## START Text extract

- Title: The sun of the leaders (شمس الأئمة)

Personal life
- Born: Sarakhs
- Died: 483 Hijri (1090 CE)
- Era: Islamic golden age
- Region: Greater Khorasan
- Main interests: Jurisprudence; Usul al-Fiqh;
- Notable work(s): Al-Mabsut, Usul al-Sarakhsi, Shar al-Siyar al-Kabir

Religious life
- Religion: Islam
- Denomination: Sunni
- Jurisprudence: Hanafi

Muslim leader
- Influenced by Abu Hanifa Al-Halwani;
- Influenced Al-Kasani Burhan al-Din al-Marghinani Abu al-Barakat al-Nasafi Ibn Abidin;

= Al-Sarakhsi =

11th-century Hanafi scholar and jurist

Muhammad b. Ahmad b. Abi Sahl Abu Bakr al-Ansari al-Sarakhsi (محمد بن احمد بن ابي سهل ابو بكر الأنصاري السرخسي), was a Sunni Muslim jurist and also an Islamic scholar of the Hanafi school of thought. He was traditionally known as Shams al-A'imma (شمس الأئمة; ).

He is an influential jurist in the Hanafi school where the tradition is reported to have been that: "when in doubt, follow Sarakhsi". Both Al-Kasani and Burhan al-Din al-Marghinani, in their flagship fiqh books of Bada'i' al-Sana'i' and Al-Hidaya, have extensively drawn upon the discussions and legal reasonings presented in al-Sarakhsi's Al-Mabsut and Usul al-Sarakhsi.

The Indian Muslim scholar of the 19th century, Abd al-Hayy al-Lucknawi, classifies al-Sarakhsi in the second grade of mujtahids, along with scholars such as Al-Tahawi, who are believed to be the seminal jurists after Abu Hanifa's students (i.e. Abu Yusuf and Muhammad al-Shaybani).

==Background Information==
Al-Sarakhsi was born in Sarakhs, a city in Greater Khorasan, which is presently located at the border between Iran and Turkmenistan. He died in 483/1090 or in 490/1096, according to different sources.

He studied under the great Hanafi jurist, 'Abd al-'Aziz al-Halwani (d. 448/1056) who was also a teacher to Al-Bazdawi.

## END Text extract
## START Stored data

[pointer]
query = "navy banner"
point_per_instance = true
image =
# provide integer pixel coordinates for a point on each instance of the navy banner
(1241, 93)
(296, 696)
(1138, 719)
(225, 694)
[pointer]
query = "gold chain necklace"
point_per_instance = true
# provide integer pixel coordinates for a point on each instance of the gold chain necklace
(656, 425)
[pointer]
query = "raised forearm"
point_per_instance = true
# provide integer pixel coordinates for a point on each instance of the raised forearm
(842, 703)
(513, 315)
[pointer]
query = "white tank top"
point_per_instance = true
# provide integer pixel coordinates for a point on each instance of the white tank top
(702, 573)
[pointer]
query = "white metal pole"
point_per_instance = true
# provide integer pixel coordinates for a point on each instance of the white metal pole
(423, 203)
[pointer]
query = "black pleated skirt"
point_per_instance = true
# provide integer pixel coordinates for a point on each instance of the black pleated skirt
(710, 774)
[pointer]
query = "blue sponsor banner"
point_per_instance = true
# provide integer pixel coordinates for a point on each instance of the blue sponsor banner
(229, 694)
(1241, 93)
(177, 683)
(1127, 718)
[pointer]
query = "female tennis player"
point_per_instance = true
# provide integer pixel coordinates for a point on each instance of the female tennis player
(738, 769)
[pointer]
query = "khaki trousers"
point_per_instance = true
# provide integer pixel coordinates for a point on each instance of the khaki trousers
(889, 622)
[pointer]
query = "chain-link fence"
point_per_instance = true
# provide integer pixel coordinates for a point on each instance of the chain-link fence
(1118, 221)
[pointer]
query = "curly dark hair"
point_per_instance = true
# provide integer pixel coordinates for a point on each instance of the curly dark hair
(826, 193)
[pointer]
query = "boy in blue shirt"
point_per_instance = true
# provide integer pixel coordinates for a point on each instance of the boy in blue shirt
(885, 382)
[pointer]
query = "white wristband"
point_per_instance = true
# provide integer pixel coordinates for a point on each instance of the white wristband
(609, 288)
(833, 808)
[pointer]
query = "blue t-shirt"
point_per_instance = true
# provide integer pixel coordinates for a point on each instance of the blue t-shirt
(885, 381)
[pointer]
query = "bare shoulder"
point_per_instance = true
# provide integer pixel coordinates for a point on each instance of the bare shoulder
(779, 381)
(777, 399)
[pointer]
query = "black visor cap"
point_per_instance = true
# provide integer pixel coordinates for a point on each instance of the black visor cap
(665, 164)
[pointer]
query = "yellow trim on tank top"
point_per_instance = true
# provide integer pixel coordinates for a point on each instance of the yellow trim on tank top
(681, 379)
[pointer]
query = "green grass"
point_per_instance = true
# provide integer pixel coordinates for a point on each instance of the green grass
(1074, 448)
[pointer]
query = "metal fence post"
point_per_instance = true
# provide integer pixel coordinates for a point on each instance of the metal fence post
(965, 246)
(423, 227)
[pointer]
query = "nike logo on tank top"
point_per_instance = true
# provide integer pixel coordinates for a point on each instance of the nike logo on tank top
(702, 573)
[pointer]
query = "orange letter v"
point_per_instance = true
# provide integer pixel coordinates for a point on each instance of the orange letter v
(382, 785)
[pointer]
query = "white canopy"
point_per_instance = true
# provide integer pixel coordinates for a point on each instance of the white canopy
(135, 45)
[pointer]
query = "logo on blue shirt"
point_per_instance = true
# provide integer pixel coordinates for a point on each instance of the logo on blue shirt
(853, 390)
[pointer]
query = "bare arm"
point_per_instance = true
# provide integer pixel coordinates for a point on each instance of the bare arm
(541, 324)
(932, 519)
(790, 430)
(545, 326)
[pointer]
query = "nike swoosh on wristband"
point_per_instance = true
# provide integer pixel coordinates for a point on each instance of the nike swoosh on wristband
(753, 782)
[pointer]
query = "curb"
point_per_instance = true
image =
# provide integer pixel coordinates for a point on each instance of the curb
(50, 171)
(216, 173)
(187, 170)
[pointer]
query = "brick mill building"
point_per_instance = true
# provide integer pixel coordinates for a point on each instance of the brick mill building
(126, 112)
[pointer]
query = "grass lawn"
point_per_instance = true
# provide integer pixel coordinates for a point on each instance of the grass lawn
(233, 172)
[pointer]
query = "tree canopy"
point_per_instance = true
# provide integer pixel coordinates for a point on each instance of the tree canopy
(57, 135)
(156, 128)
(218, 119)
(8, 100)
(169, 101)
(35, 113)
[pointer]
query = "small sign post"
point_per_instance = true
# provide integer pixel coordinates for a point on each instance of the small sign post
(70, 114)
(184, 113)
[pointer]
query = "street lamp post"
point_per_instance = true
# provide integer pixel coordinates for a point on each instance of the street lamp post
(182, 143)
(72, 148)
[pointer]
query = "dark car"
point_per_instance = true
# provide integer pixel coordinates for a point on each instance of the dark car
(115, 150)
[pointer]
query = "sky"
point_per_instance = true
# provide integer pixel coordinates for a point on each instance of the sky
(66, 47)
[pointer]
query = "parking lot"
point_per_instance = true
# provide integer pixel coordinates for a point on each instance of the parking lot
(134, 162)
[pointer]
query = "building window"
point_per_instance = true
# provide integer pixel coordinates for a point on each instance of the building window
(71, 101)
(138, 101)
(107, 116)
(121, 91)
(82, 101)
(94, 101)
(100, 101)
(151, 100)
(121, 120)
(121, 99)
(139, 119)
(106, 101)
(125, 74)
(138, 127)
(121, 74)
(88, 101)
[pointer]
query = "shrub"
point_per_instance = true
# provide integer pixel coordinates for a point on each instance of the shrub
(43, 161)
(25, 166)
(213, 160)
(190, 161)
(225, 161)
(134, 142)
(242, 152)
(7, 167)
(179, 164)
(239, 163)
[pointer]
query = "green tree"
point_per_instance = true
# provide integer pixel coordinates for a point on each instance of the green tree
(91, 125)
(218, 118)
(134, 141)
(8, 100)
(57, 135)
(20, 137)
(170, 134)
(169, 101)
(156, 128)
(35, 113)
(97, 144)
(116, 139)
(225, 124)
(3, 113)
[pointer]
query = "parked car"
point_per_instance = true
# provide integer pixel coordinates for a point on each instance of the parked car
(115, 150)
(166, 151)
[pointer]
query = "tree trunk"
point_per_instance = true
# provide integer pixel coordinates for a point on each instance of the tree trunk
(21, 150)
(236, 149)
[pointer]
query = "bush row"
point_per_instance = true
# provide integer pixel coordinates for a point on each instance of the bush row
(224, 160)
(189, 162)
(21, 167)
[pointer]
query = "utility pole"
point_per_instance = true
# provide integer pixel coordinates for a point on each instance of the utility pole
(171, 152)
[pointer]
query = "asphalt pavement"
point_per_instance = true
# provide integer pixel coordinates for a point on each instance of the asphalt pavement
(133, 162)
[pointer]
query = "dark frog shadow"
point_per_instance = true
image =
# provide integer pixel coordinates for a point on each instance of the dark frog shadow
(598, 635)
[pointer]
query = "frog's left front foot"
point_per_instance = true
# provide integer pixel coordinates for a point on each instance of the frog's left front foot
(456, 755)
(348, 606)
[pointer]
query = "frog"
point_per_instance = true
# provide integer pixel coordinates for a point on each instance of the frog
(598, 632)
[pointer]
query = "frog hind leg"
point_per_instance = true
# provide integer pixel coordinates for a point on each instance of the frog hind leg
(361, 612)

## END Stored data

> _Set task_: Reproduce word for word the stretch of the article on al-Sarakhsi from "Muhammad b. Ahmad" through "(شمس الأئمة; ).". Work only from the article on al-Sarakhsi.

> _Response to the task_:
Muhammad b. Ahmad b. Abi Sahl Abu Bakr al-Ansari al-Sarakhsi (محمد بن احمد بن ابي سهل ابو بكر الأنصاري السرخسي), was a Sunni Muslim jurist and also an Islamic scholar of the Hanafi school of thought. He was traditionally known as Shams al-A'imma (شمس الأئمة; ).